▶ _PROVIDED RECORDS_

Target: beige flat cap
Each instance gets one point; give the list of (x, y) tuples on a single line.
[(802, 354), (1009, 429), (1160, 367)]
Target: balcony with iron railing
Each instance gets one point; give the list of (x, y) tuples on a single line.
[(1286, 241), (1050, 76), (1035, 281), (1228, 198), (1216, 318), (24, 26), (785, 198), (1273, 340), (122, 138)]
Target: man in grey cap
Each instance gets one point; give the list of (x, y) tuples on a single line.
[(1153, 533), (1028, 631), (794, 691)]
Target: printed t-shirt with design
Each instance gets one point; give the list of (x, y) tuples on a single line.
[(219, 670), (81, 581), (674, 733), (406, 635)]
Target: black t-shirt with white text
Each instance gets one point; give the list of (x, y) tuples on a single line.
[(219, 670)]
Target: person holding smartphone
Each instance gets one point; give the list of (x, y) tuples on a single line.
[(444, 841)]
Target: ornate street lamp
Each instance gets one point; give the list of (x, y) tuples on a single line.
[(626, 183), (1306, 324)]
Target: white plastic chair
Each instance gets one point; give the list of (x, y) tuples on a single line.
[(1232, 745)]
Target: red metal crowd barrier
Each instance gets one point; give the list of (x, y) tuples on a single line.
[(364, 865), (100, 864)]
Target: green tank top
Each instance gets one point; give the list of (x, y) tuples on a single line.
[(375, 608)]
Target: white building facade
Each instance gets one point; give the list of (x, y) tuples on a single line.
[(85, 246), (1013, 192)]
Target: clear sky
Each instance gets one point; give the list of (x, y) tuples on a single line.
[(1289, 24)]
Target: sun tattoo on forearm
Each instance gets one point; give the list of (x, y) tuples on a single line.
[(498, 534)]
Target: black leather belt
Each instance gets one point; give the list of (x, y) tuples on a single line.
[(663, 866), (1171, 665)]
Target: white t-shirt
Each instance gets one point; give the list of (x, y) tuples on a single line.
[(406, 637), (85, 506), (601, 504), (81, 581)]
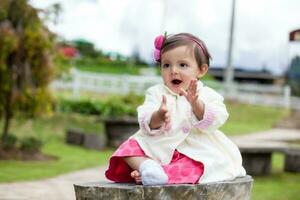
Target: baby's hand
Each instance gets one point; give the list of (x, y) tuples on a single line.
[(191, 94), (163, 113)]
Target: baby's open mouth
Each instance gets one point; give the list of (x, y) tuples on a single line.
[(176, 81)]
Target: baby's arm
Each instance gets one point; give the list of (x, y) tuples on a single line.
[(153, 115), (192, 96), (209, 111), (160, 116)]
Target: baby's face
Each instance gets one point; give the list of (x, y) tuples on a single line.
[(178, 68)]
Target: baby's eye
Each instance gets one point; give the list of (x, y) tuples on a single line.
[(183, 65), (166, 65)]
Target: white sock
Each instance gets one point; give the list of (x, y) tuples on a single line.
[(152, 173)]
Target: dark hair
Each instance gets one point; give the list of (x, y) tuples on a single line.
[(200, 51)]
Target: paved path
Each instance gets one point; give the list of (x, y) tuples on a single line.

▶ _EXERCISE DIRECTIONS_
Could you carry over everything from the line containing "Target: clear sky" down to the line containing "[(498, 534)]", requests included, with -79 added to every coordinate in the answers?

▶ _REPLY_
Target: clear sky
Each instance gets one point; give the list of (x, y) tuples on a single line.
[(1210, -55)]
Target: sun tattoo on forearm
Each instance gets one point; give the list of (x, y) tuples on a single line.
[(419, 455)]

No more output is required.